*** Data ***

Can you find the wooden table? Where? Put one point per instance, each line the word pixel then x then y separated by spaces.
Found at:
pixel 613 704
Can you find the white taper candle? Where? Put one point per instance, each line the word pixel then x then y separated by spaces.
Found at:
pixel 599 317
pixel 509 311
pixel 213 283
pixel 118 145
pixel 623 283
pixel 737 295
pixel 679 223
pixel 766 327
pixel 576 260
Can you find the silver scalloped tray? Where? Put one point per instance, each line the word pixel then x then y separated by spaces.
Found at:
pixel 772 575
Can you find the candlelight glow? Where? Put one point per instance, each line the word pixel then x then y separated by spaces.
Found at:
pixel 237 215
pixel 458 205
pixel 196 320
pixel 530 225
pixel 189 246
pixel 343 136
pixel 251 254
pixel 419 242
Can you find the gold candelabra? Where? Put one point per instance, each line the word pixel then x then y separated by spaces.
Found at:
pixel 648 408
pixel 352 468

***

• _Given request_
Copy out the rows above word for word, starting from the very first line and ending with the line that contains "pixel 772 575", both included.

• _Solution to the exercise_
Can you find the wooden table? Where? Put one point per instance, each line the word pixel then x then y separated by spaces.
Found at:
pixel 613 704
Can you find the white taper candle? Where? Put one point per instance, each line the word pixel then x then y separated by spaces.
Found at:
pixel 599 317
pixel 509 311
pixel 213 283
pixel 118 145
pixel 623 283
pixel 737 295
pixel 679 223
pixel 766 327
pixel 576 260
Can you find the silver scalloped tray? Where? Put one point per instance, each line the word pixel then x then y separated by spaces.
Found at:
pixel 772 575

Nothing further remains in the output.